Actions to take =
A - Please repeat the passage on distance education word for word, starting with "Inservice teachers bring" and going on through "of the learners.".
B - Name the groups of people that the passage on distance education says can most clearly benefit from advances in Web-based technology and distance education.
C - Resume the passage on distance education, picking up after its final sentence.

Text excerpt =
------------------------------------------------------------

It should not be surprising, therefore, that many of the most successful Web-based courses are in computer science and other technically advanced fields where students are already comfortable and familiar with computer technology. Such courses are also usually directed at traditional learners — young students, often in campus-based programs, who are already familiar with e-mail and online discourse, and are thus likely to adapt quickly to the demands of Web-based teaching.

 

However, the most significant promise of distance education is its ability to reach non-traditional learners. To some degree, the success of Web-based instruction should be judged by how well it meets this challenge. Continuing education students, teachers in rural areas, and inservice personnel in need of professional development: these are the people who can most clearly benefit from the advances in Web-based technology and distance education. Unfortunately, these individuals are also the least likely to be comfortable with the structure and demands of Web-based instruction.

 

Inservice teachers bring a range of expectations and backgrounds with them in any type of professional development activity. Usually, these expectations are set by the patterns of traditional classroom pedagogy: an active, present instructor; instructor-directed activities and discussions; and a passive or merely responsive role for students. Web-based pedagogy, by contrast, tends to reverse these dynamics, making the instructor less present and increasing the interactive and leadership roles of the learners.

 

Highly motivated and confident learners respond well to this self-directed format, and they are the most likely to benefit from distance education. But to be successful, distance education must be designed to address the needs of more typical learners, particularly those non-traditional students who may be most uneasy with the format of Web-based professional development. In our program we have found that the solution to this problem is not in communicating clearer expectations for the way our activities are structured, but in shifting learners’ own expectations as to what their roles and experiences in inservice activities can and should be.

 

We have thus come to view instructional development for distance education not so much as a matter of setting standards and practices, but rather as a matter of defining a process that increases learners’ comfort level and involvement in Web-based instruction. This process leads inservice teachers from their initial expectations of instructor-centered, passive learning to adopting a more self-directed, collaborative model that gives them ownership and control over their own instruction.

------------------------------------------------------------

Dataset rows =
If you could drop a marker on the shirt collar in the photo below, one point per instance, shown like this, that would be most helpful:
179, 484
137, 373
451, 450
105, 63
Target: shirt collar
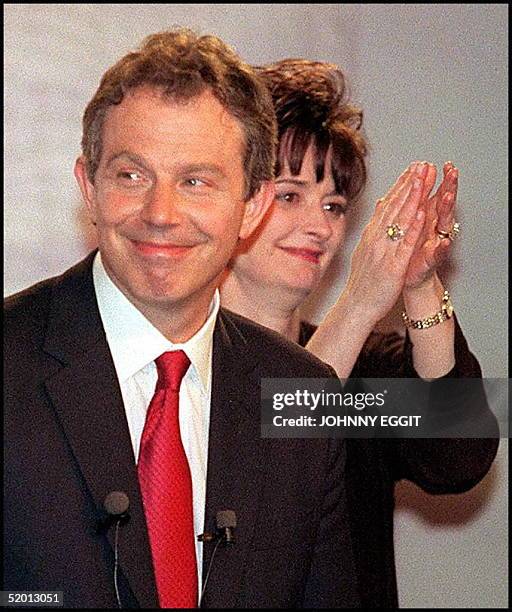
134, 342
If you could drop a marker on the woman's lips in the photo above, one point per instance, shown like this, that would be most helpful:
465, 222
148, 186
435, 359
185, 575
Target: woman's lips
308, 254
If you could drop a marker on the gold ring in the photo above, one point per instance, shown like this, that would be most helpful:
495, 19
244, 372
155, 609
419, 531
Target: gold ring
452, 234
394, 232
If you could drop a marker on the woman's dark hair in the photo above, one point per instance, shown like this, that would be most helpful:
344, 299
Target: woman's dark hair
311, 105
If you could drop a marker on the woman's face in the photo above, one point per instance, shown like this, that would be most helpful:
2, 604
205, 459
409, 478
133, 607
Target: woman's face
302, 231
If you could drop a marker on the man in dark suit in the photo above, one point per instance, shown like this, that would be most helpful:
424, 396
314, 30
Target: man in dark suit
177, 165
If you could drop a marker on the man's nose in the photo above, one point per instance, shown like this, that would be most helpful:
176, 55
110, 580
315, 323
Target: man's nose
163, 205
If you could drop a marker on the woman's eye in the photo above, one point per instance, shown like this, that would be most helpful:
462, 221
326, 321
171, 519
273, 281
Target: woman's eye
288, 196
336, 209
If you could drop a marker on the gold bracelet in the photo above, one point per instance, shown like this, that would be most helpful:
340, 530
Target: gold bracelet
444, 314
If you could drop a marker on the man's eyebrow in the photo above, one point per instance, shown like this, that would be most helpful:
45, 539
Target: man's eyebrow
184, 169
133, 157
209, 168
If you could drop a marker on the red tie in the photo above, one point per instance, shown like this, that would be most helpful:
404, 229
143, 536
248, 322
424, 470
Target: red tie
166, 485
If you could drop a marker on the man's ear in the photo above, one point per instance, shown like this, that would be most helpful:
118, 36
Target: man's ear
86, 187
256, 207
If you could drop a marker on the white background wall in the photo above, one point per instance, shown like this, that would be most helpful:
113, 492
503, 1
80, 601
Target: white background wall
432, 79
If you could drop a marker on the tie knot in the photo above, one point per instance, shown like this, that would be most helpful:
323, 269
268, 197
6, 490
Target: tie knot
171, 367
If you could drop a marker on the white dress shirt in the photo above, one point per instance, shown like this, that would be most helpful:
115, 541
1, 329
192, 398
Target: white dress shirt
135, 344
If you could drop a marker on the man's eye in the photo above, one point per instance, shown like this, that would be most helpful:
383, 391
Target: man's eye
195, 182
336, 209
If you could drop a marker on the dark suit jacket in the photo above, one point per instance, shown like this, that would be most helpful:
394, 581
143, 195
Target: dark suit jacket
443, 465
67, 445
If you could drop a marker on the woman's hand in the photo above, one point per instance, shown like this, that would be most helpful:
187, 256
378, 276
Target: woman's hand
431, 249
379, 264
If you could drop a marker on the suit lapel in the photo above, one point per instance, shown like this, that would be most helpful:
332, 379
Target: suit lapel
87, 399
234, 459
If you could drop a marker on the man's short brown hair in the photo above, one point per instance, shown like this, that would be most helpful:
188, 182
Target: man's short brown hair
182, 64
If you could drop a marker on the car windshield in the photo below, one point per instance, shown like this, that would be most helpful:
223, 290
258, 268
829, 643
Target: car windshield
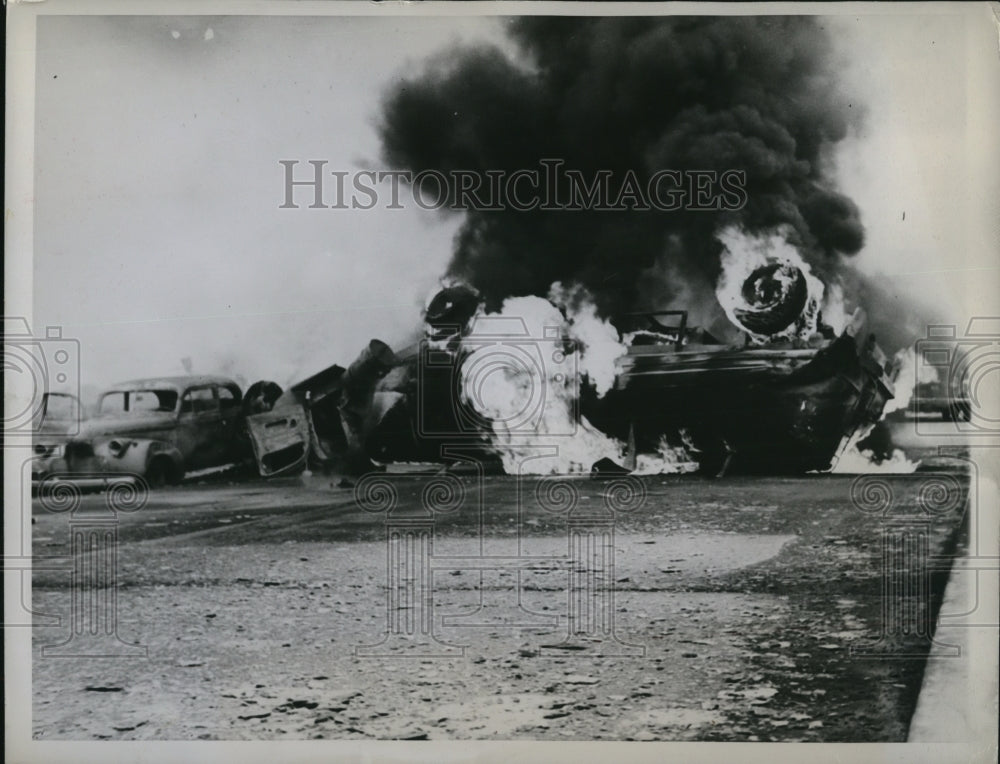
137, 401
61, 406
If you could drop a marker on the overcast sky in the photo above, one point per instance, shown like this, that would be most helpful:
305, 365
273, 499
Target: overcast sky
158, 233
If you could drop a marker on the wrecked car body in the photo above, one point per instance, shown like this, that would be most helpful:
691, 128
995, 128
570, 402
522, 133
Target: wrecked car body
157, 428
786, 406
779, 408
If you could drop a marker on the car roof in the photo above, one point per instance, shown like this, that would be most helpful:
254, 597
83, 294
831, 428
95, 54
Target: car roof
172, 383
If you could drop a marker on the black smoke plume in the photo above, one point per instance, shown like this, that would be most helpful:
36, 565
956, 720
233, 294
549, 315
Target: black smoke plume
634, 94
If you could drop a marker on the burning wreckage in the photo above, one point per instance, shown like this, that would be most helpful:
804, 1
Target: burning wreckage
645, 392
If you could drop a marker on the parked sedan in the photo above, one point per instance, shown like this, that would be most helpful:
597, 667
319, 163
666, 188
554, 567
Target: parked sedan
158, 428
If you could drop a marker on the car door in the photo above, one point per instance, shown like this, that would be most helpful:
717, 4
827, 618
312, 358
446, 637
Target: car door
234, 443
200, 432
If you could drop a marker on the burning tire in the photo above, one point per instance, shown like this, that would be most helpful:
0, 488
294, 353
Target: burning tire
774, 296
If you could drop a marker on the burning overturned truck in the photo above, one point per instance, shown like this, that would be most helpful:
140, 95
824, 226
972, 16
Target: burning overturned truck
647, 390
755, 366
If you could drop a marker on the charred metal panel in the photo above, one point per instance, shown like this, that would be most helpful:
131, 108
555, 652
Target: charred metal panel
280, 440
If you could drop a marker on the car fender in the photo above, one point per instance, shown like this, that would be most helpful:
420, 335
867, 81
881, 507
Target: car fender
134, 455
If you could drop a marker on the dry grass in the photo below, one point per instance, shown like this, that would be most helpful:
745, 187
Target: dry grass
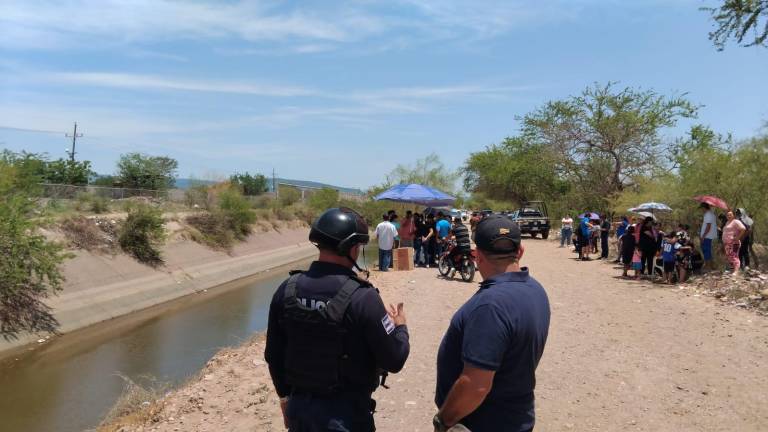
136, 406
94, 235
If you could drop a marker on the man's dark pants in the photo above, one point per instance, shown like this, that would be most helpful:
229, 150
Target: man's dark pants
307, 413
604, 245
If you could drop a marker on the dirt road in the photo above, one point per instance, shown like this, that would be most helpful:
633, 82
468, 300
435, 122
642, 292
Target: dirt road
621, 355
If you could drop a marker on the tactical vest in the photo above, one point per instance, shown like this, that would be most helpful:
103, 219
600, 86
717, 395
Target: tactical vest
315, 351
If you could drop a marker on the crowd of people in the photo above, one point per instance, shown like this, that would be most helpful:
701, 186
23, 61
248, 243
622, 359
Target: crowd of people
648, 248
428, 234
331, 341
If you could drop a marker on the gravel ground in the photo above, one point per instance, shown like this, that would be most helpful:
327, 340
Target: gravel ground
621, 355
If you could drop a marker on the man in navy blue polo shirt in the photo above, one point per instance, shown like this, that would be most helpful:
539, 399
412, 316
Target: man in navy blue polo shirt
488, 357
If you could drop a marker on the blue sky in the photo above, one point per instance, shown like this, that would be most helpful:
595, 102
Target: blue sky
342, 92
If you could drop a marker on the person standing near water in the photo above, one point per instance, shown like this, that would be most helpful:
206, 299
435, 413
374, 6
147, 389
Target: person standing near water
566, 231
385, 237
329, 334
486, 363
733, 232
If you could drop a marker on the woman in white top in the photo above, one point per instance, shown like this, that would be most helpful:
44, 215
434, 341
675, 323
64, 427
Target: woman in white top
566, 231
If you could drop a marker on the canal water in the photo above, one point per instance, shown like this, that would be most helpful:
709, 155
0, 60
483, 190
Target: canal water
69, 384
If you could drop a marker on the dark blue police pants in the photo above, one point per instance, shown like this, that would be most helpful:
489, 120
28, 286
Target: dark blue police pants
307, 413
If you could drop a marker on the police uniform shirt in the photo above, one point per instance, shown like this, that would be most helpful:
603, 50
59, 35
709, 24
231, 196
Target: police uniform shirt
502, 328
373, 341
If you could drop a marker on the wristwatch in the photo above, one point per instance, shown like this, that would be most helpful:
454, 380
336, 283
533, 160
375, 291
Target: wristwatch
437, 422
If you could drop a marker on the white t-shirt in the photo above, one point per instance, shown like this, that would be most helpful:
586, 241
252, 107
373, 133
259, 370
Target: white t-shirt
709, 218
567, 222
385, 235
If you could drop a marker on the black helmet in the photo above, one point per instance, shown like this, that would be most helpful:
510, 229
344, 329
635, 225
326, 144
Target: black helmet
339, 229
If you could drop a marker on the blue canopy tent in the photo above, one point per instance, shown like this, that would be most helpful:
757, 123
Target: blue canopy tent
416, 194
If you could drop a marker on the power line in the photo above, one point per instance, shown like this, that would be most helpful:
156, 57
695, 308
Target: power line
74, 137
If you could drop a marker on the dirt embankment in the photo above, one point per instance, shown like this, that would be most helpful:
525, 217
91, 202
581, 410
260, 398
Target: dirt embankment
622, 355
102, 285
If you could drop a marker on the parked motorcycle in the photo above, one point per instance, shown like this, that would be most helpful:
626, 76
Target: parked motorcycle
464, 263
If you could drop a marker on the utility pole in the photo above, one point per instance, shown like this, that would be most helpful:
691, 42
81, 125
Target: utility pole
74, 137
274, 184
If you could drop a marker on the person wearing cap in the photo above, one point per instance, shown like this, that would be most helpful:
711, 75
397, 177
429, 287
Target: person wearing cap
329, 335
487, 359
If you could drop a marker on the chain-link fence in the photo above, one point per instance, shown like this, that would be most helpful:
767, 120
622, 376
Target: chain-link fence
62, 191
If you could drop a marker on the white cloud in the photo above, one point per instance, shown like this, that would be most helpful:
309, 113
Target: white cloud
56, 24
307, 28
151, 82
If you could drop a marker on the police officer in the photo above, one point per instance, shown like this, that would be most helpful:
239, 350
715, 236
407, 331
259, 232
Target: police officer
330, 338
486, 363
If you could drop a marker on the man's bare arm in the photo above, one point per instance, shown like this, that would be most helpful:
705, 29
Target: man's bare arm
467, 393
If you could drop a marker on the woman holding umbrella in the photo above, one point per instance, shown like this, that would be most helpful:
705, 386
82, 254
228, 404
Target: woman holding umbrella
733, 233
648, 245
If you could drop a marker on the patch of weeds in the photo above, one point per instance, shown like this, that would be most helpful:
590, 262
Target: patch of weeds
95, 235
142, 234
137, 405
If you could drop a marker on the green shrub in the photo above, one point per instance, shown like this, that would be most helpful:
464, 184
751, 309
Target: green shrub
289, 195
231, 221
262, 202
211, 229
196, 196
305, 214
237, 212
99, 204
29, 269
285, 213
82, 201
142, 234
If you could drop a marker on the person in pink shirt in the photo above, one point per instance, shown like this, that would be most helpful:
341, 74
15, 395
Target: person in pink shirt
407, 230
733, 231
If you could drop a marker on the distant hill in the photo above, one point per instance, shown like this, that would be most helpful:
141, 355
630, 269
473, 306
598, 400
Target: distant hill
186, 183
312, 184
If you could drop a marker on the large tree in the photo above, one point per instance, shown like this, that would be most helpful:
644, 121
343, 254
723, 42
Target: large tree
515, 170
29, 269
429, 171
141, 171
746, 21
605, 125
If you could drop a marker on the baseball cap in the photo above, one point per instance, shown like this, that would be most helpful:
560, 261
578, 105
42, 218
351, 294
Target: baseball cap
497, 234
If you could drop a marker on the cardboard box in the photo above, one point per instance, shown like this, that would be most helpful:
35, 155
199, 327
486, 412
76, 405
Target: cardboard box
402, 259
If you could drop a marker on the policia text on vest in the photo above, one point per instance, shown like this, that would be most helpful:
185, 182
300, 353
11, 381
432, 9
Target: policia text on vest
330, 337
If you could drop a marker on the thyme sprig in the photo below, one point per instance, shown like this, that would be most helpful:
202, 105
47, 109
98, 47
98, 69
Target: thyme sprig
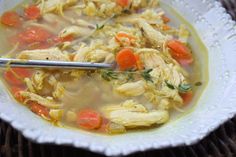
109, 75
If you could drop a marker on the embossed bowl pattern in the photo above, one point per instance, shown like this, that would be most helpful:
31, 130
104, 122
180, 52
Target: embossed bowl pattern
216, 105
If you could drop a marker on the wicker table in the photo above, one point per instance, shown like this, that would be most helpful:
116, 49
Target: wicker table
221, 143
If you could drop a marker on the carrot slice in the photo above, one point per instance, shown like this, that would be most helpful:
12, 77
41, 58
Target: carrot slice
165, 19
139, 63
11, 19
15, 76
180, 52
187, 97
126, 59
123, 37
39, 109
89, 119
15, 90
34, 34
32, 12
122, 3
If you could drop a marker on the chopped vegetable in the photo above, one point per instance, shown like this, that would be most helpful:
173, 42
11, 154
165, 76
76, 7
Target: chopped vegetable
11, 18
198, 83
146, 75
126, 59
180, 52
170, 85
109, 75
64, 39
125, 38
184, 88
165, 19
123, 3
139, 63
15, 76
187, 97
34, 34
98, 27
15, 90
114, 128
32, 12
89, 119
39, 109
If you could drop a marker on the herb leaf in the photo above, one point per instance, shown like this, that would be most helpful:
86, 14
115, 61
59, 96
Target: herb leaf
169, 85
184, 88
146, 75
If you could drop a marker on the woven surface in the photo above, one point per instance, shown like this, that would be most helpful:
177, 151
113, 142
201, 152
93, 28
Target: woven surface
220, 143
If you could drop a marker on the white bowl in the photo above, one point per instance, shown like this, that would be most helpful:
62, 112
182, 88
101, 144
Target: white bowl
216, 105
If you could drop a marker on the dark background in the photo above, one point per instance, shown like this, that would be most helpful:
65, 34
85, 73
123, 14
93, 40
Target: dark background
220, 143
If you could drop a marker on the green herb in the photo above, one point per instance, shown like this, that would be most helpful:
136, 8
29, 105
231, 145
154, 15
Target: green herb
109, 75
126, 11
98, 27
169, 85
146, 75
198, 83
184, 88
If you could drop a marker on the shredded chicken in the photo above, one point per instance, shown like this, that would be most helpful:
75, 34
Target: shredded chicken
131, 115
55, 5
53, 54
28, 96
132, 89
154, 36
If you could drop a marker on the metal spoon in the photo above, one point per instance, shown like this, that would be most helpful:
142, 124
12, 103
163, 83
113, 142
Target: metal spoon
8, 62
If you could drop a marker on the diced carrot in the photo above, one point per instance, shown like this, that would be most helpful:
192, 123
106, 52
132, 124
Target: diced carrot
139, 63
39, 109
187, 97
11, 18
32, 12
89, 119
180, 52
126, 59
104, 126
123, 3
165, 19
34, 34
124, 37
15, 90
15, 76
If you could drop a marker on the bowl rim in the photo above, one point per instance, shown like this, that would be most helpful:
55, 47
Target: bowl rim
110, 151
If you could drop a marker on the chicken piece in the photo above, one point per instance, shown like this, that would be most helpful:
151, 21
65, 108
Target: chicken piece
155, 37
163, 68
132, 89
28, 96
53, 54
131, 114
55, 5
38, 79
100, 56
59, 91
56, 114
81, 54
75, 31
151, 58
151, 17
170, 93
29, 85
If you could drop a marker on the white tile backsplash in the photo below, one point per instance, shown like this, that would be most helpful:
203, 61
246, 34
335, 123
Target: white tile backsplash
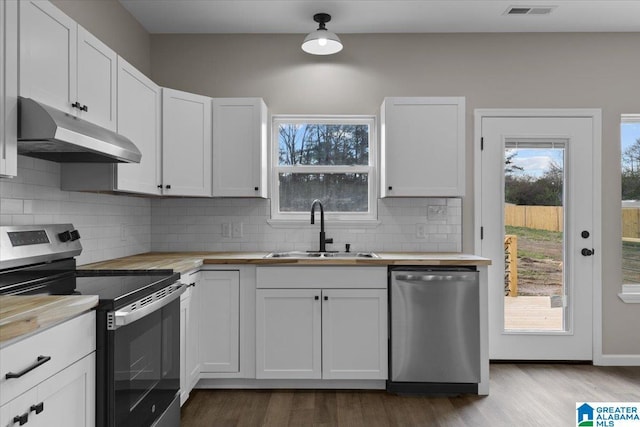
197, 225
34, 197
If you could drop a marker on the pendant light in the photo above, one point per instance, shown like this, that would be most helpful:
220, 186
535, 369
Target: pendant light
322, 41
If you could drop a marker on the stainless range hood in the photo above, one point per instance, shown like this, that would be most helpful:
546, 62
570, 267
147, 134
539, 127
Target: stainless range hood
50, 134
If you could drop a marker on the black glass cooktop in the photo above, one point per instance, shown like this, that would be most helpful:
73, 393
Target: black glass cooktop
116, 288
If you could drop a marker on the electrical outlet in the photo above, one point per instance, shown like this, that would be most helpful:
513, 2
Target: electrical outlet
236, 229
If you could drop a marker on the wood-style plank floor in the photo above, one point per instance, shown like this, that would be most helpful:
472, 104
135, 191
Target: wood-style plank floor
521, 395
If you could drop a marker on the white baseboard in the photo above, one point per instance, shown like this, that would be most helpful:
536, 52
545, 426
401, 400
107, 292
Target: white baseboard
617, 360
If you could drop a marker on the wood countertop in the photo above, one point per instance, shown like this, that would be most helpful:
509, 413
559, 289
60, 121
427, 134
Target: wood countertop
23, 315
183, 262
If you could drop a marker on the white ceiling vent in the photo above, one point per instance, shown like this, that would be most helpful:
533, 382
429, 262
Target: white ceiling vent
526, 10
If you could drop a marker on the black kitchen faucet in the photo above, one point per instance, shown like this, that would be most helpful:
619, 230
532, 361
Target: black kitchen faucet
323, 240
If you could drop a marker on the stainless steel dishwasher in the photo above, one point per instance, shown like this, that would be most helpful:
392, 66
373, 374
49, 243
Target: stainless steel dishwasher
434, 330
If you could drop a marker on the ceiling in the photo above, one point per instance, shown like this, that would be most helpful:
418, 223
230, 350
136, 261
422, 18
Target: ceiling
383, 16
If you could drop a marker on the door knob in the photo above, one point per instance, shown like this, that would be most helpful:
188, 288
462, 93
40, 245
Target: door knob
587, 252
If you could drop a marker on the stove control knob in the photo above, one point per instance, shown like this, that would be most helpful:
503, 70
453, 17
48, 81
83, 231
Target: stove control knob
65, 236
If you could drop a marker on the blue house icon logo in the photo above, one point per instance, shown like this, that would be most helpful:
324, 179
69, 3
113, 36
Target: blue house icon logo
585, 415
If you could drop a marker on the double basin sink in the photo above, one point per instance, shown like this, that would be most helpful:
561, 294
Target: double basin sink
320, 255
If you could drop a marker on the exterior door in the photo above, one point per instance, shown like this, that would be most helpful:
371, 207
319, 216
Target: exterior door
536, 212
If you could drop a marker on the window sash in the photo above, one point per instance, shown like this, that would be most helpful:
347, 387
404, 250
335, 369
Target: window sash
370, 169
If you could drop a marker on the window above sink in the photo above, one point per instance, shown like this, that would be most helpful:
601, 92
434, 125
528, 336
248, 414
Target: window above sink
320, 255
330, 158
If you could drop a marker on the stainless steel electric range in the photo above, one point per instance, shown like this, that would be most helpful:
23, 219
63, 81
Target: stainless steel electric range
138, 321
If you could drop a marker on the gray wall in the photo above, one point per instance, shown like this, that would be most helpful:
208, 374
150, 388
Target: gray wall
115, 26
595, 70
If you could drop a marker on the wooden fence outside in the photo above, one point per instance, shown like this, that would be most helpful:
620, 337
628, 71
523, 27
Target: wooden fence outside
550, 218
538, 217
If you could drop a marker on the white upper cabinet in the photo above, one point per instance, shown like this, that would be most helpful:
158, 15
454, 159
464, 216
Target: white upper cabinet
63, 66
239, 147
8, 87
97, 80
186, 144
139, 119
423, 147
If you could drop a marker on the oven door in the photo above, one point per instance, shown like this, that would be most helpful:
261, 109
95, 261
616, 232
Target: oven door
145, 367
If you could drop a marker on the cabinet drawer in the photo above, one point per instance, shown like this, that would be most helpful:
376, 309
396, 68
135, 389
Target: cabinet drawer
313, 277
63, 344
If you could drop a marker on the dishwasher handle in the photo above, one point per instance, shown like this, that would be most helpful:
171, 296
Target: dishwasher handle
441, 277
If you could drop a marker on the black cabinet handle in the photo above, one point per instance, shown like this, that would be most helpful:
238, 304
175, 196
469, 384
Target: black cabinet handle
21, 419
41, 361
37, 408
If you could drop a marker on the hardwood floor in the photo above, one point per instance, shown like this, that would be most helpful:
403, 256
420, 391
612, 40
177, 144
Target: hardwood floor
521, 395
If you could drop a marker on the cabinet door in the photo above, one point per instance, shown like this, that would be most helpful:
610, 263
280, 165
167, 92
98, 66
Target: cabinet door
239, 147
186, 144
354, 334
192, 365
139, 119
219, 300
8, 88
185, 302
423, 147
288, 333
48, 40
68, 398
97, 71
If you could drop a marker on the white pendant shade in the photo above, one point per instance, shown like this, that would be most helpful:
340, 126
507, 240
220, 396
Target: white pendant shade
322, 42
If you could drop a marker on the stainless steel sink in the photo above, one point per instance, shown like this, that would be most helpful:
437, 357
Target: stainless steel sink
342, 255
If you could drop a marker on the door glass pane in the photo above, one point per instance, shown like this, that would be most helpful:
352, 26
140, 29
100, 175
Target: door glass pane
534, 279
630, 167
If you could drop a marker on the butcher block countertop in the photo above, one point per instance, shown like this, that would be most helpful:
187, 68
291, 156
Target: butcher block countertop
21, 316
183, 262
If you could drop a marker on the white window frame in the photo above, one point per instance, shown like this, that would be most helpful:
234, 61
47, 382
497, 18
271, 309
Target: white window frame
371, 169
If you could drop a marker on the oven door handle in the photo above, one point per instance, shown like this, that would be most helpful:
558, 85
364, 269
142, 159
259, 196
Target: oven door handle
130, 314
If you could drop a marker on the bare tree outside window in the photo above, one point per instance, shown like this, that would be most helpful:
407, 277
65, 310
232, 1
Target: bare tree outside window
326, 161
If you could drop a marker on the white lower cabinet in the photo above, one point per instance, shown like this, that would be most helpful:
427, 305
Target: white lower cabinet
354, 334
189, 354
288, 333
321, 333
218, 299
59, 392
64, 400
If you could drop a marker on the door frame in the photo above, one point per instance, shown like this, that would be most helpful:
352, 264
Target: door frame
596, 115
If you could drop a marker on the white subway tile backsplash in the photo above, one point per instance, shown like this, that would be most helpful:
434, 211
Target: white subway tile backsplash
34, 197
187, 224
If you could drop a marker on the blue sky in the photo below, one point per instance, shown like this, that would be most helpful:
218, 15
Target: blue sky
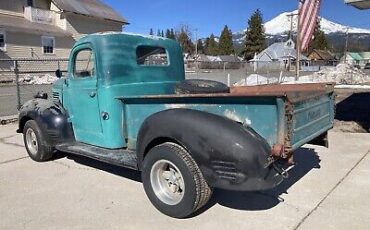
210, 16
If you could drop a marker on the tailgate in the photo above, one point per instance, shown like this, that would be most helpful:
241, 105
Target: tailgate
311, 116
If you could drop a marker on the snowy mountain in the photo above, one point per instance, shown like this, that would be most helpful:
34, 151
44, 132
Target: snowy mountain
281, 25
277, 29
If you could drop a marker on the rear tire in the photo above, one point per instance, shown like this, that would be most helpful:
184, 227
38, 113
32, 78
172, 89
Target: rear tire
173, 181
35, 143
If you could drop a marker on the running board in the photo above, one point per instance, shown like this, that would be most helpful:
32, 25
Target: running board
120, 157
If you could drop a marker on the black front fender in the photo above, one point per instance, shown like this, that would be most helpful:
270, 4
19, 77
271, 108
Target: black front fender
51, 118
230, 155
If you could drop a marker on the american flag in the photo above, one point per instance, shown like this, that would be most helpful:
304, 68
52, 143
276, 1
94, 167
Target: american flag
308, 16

------------------------------------------------------------

Set of answers =
A -
Inservice teachers bring a range of expectations and backgrounds with them in any type of professional development activity. Usually, these expectations are set by the patterns of traditional classroom pedagogy: an active, present instructor; instructor-directed activities and discussions; and a passive or merely responsive role for students. Web-based pedagogy, by contrast, tends to reverse these dynamics, making the instructor less present and increasing the interactive and leadership roles of the learners.

B -
- Continuing education students
- Teachers in rural areas
- Inservice personnel in need of professional development

C -
Background: The Collaborative Teacher Education Program

For the last thirteen years the Collaborative Teacher Education Program at Indiana University (CTEP) has been offering continuing education courses by distance education to teachers in rural communities. The program is comprehensive in that it enables inservice teachers to obtain teaching licenses and master’s degrees without coming to campus. The primary mode of course delivery is videoconferencing, but we have integrated Web-based conferencing and instruction into our program to help promote ownership and collegiality among the teachers. We have also recently added a completely Web-based course to our program catalog.

 

Participants in our courses are teachers, administrators, and other inservice professionals in rural communities who have difficulty accessing coursework in traditional campus-based settings. They meet live, in groups of 10 to 25 once a week in centrally-located distant sites, where they are linked to campus-based instructors in a video conference. Each class session involves two remote sites, and our activities stress learner interaction across sites.

 

Between classes, the teachers complete field-based activities focused on their actual school situations. They share their work and discuss course content using Web-based conferencing and e-mail. The conferencing tool we use is Alta Vista Forums (AVF), which is supported by the technology infrastructure at Indiana University. AVF offers a robust Web-based platform for discussions and document sharing, and allows the teachers to work together both in small teams and in large groups. They use this tool to discuss course concepts, to share work experiences, and to offer one another suggestions for carrying out assignments and improving teaching practices.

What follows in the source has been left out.